Millipede legs have more sections than insect legs, Coxa, Trochanter, Prefemur, Femur, Postfemur, Tibia, Tarsus and a Claw. Each pair of legs have their own individual set of muscles and they move in pairs. Each pair, (one on the left and one on the right) move together and are slightly out of phase with the pair in front and the pair behind. This is what causes the metachronal wave effect that is so obvious when you are watching a millipede walk.

Millipedes all have relatively short antennae with 8 segments. The millipede mouth is a pretty simple affair, they have a pair of mandibles which are armed with a few blunt teeth and a sort of lower jaw like plate called a gnathochilarium, this has a number of buds along each side which bear the millipedes taste organs. Millipede eyes, when they have any, consist of a number of simple flat lensed ocelli arranged in a group on the front/side of the head. Generally they have between 4 and 90 ocelli depending on species, these eyes are not very good really and millipedes are either blind, i.e. those with no eyes, or have poor sight. Millipedes breath throw spiracles along their body, these are situated well under the body near where the legs are connected. They have 2 pairs of spiracles per segment, or 2 pair per pair of legs.

Directions: Write out the passage on millipede anatomy from "Millipede legs have" up to and including "a millipede walk.".

Given entries:
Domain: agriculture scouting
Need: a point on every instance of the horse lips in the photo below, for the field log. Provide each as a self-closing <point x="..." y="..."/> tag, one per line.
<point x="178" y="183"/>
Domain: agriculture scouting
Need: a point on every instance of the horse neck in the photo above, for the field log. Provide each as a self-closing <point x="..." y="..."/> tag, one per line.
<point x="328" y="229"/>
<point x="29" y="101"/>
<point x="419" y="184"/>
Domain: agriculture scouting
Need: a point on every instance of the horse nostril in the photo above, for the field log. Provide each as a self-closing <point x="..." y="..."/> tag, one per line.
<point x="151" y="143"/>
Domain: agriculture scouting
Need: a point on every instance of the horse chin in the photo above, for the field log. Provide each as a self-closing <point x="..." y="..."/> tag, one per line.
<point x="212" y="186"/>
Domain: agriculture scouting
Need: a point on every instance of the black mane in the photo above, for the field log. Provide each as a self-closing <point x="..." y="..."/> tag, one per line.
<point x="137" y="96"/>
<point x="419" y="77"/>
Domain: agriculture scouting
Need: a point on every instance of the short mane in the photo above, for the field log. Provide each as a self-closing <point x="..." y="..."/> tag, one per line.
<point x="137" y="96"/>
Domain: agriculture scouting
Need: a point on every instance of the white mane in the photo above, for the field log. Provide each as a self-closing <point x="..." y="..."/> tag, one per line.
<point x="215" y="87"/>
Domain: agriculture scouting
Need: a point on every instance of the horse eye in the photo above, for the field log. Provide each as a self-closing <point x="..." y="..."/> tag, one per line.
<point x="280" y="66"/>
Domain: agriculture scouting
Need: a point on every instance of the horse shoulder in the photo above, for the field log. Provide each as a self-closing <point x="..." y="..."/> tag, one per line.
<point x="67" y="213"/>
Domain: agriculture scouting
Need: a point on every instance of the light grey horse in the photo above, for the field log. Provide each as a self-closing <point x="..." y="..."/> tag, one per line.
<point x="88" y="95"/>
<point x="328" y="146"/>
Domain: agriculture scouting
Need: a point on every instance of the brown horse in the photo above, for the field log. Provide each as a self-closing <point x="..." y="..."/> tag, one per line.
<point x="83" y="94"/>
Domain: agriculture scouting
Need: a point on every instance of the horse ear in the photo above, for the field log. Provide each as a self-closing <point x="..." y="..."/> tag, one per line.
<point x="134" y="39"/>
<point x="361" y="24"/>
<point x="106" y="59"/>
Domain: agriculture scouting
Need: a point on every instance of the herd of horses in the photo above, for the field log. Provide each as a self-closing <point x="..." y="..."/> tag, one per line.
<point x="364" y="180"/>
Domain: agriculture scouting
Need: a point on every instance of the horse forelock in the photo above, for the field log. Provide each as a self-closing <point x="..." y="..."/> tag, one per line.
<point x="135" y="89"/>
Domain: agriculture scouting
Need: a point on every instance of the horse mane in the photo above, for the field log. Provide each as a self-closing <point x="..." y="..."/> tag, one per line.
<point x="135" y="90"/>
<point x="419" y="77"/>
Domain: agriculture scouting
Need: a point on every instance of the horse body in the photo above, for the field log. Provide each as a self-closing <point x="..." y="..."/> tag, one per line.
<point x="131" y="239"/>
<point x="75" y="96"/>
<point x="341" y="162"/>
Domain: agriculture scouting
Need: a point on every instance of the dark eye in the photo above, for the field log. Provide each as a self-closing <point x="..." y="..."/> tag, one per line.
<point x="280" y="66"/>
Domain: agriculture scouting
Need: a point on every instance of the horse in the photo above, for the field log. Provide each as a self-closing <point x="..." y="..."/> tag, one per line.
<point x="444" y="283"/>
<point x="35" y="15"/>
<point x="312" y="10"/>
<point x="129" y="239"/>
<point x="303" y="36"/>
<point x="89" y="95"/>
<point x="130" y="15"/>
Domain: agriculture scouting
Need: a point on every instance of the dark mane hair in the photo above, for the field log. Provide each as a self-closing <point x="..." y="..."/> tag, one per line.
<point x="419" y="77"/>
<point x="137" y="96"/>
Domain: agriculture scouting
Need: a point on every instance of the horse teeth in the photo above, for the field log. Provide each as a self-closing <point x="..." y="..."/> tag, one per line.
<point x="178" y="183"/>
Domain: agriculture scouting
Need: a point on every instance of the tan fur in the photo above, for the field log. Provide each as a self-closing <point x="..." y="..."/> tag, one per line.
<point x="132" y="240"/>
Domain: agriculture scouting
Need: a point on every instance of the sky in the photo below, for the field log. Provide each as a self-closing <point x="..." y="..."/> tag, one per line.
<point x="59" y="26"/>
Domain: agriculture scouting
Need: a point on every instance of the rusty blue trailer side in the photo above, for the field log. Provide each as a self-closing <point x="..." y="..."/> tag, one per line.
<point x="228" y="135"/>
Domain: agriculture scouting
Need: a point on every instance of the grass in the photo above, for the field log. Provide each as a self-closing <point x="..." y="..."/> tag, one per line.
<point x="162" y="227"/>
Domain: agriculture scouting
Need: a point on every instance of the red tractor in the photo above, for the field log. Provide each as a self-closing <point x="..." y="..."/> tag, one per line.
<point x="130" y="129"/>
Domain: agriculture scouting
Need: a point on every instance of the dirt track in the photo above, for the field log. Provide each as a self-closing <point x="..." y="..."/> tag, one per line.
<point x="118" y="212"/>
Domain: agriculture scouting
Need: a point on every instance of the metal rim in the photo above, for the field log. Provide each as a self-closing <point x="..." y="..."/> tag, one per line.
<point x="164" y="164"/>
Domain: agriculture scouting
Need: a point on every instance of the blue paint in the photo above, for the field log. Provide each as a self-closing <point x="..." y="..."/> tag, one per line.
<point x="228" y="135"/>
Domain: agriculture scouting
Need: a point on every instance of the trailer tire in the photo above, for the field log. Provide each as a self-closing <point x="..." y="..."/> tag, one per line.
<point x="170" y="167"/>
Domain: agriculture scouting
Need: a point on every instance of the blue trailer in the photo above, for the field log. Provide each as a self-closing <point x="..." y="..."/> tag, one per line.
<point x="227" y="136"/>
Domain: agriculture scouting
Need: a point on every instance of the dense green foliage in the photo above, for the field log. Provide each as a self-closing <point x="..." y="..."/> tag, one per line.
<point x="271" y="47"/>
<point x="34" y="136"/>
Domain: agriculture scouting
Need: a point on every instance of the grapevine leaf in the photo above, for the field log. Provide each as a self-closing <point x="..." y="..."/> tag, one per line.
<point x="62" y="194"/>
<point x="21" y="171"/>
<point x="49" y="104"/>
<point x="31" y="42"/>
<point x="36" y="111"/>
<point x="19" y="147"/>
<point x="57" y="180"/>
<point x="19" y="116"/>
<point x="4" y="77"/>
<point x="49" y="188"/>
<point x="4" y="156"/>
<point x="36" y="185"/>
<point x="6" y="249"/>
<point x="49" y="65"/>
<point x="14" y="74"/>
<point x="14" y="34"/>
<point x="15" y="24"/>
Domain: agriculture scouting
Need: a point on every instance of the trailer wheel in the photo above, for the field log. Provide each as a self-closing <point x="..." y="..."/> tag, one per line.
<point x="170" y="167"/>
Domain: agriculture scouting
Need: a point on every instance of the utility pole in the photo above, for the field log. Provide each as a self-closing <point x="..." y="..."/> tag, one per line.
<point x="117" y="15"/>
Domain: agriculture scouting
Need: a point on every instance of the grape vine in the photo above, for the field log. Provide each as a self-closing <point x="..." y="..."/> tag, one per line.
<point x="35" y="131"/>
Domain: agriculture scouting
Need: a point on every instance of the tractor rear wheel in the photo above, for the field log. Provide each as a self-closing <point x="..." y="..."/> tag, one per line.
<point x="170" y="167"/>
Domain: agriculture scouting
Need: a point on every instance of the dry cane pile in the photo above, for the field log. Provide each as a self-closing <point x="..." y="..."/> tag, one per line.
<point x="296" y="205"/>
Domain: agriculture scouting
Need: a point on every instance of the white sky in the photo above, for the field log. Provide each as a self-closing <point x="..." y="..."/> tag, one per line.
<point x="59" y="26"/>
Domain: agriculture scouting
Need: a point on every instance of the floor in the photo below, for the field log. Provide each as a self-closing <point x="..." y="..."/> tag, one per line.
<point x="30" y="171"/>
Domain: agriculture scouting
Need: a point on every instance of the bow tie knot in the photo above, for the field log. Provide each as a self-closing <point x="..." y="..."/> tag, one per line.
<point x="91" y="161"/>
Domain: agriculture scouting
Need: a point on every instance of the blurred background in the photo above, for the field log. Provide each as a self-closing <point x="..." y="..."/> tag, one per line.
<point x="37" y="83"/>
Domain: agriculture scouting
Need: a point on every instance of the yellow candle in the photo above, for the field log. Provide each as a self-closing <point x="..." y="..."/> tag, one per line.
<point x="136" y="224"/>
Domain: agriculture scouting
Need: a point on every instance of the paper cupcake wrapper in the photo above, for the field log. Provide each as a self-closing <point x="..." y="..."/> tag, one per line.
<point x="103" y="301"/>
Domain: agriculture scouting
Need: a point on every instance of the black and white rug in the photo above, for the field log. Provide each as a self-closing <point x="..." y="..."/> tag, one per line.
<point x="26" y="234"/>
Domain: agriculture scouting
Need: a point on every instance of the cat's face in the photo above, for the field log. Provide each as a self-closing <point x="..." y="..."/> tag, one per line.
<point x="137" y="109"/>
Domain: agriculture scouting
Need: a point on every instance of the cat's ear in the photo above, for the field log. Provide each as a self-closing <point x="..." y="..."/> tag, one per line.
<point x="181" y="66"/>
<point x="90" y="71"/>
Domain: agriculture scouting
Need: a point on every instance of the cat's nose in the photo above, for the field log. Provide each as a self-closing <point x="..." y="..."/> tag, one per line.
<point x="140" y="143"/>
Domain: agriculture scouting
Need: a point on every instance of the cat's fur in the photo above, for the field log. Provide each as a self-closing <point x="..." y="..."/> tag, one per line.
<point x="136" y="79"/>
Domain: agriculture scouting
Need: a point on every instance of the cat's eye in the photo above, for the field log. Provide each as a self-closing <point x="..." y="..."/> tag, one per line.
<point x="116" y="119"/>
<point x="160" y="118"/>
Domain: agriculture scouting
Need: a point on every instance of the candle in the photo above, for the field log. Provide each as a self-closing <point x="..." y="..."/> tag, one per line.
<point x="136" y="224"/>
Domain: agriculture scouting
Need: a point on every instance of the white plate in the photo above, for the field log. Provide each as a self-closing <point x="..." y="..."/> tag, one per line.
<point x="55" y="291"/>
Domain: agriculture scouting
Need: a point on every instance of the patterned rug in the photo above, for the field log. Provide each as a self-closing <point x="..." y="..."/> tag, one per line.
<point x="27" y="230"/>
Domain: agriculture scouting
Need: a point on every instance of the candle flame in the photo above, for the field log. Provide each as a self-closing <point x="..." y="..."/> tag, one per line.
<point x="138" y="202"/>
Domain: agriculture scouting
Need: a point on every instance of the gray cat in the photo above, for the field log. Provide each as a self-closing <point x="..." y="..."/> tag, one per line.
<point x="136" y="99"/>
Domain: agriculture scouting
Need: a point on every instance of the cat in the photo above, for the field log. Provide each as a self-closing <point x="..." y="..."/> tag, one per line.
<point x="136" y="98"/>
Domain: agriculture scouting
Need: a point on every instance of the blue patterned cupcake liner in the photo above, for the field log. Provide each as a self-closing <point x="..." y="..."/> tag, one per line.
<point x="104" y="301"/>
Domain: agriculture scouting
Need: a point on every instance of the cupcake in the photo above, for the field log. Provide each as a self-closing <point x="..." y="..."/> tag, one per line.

Reply to the task:
Millipede legs have more sections than insect legs, Coxa, Trochanter, Prefemur, Femur, Postfemur, Tibia, Tarsus and a Claw. Each pair of legs have their own individual set of muscles and they move in pairs. Each pair, (one on the left and one on the right) move together and are slightly out of phase with the pair in front and the pair behind. This is what causes the metachronal wave effect that is so obvious when you are watching a millipede walk.